• _Task goal_
Format all of the material below as a Markdown table with a Row column for the line number and a Line text column for the line, skipping blank lines. Leave the pictures out.

• _Supplied material_
— Start —
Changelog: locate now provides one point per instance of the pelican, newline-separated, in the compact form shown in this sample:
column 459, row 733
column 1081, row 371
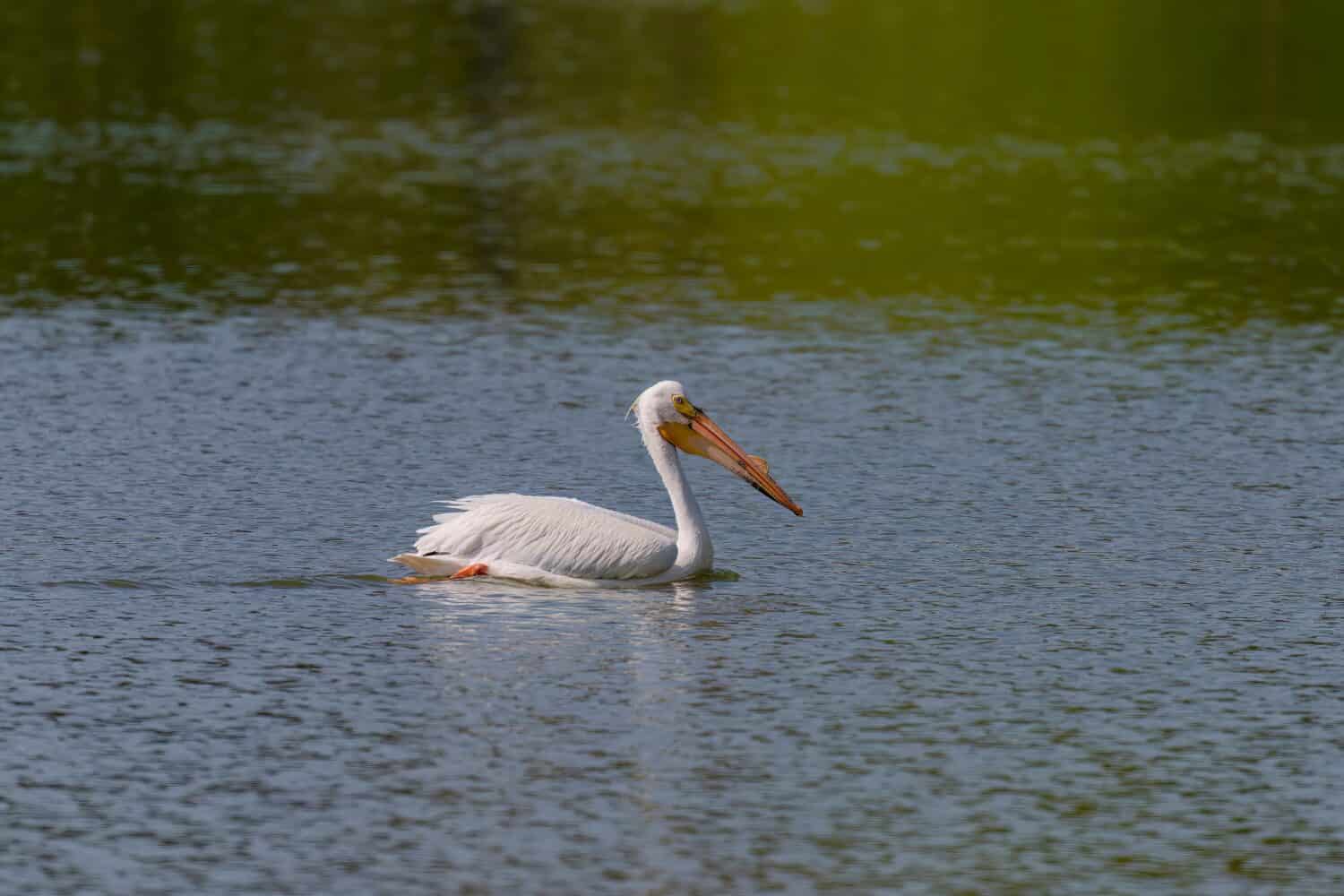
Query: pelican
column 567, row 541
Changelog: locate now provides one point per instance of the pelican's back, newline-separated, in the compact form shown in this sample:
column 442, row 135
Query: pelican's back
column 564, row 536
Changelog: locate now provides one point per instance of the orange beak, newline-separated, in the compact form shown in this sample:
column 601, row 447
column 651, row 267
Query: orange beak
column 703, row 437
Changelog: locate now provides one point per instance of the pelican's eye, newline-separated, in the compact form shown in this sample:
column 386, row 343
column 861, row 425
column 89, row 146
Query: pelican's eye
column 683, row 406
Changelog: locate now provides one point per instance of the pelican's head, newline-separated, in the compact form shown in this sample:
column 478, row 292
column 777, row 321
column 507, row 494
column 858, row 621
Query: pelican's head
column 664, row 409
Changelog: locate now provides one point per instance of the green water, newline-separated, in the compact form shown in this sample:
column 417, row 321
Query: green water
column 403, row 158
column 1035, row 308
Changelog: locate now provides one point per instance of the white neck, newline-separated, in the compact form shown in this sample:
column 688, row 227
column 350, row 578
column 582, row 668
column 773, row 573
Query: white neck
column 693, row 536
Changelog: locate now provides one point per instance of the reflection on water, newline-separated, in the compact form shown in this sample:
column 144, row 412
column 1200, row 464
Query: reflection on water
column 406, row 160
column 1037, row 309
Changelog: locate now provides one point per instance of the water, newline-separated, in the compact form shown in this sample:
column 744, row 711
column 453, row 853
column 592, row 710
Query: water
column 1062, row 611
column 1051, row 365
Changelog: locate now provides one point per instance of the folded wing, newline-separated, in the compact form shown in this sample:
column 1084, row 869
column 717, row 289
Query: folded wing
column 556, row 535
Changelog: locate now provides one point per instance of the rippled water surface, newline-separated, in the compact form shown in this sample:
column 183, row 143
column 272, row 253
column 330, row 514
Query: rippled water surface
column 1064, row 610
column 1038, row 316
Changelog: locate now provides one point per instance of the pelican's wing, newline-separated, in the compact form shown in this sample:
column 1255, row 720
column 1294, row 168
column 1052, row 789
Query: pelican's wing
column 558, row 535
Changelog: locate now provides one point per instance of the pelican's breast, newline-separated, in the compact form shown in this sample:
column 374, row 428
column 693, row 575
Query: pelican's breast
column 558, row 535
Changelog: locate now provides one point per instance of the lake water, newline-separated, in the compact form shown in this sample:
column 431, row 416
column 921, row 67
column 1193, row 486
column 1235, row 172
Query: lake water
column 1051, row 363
— End —
• _Solved exercise_
| Row | Line text |
|---|---|
| 1 | Changelog: locate now provides one point per instance of the pelican, newline-separated, in the compact form shown in this sample: |
| 2 | column 459, row 733 |
| 3 | column 1081, row 371 |
| 4 | Query: pelican |
| 5 | column 567, row 541 |
| 6 | Changelog: locate now provides one point per instance of the pelican's back, newline-separated, in the compact form shown in this sample: |
| 7 | column 442, row 135 |
| 8 | Query: pelican's back |
| 9 | column 564, row 536 |
| 10 | Changelog: locate now provides one point per instance of the orange beak, newline-separated, in the compact form shown in this sample: |
| 11 | column 601, row 447 |
| 12 | column 651, row 267 |
| 13 | Query: orange beak |
| 14 | column 703, row 437 |
| 15 | Changelog: locate now provides one point per instance of the pelican's eye, newline-separated, in the compact form shown in this sample: |
| 16 | column 386, row 343 |
| 17 | column 861, row 425 |
| 18 | column 89, row 146 |
| 19 | Query: pelican's eye |
| 20 | column 683, row 406 |
| 21 | Changelog: locate now provides one point per instance of the pelican's head, newline-separated, in the compact form shown in this sample: |
| 22 | column 478, row 292 |
| 23 | column 777, row 321 |
| 24 | column 507, row 494 |
| 25 | column 858, row 621 |
| 26 | Query: pelican's head |
| 27 | column 664, row 409 |
| 28 | Changelog: locate now provides one point per instance of the green water, newline-separated, in the compact form shown in this sample: |
| 29 | column 417, row 321 |
| 30 | Query: green water |
| 31 | column 403, row 158 |
| 32 | column 1035, row 308 |
| 33 | Changelog: locate now provides one point per instance of the white neck, newline-separated, in the compact form shown in this sample: |
| 34 | column 688, row 227 |
| 35 | column 350, row 578 |
| 36 | column 582, row 668 |
| 37 | column 773, row 573 |
| 38 | Query: white neck |
| 39 | column 693, row 536 |
| 40 | Changelog: locate now provides one point per instance of the reflection on water, newline-separated, in the compact form shown in this sample: |
| 41 | column 144, row 412 |
| 42 | column 1200, row 464 |
| 43 | Query: reflection on water |
| 44 | column 406, row 160 |
| 45 | column 1037, row 309 |
| 46 | Changelog: locate now provides one point per instance of the water, newline-separated, in the compact form shown in this sample: |
| 47 | column 744, row 711 |
| 48 | column 453, row 853 |
| 49 | column 592, row 710 |
| 50 | Query: water |
| 51 | column 1062, row 611 |
| 52 | column 1051, row 365 |
| 53 | Changelog: locate now provides one point per instance of the folded wing, newline-separated, in the compact form shown in this sample: |
| 54 | column 1084, row 869 |
| 55 | column 717, row 289 |
| 56 | Query: folded wing |
| 57 | column 556, row 535 |
| 58 | Changelog: locate now provides one point per instance of the rippled water surface, newline-separated, in the compact form shown in this sample: |
| 59 | column 183, row 143 |
| 60 | column 272, row 253 |
| 61 | column 330, row 514 |
| 62 | Query: rippled water surface |
| 63 | column 1064, row 610 |
| 64 | column 1038, row 316 |
| 65 | Changelog: locate now provides one point per instance of the pelican's wing, newline-separated, in the compact form shown in this sample: |
| 66 | column 1255, row 720 |
| 67 | column 1294, row 168 |
| 68 | column 1052, row 789 |
| 69 | Query: pelican's wing |
| 70 | column 558, row 535 |
| 71 | Changelog: locate now provides one point per instance of the pelican's breast, newline-separated, in the compact form shown in this sample: |
| 72 | column 374, row 428 |
| 73 | column 693, row 575 |
| 74 | Query: pelican's breast |
| 75 | column 558, row 535 |
| 76 | Changelog: locate now provides one point per instance of the lake water, newline-separated, in the compact form shown in this sample: |
| 77 | column 431, row 416 |
| 78 | column 921, row 67 |
| 79 | column 1193, row 486 |
| 80 | column 1235, row 172 |
| 81 | Query: lake water |
| 82 | column 1051, row 363 |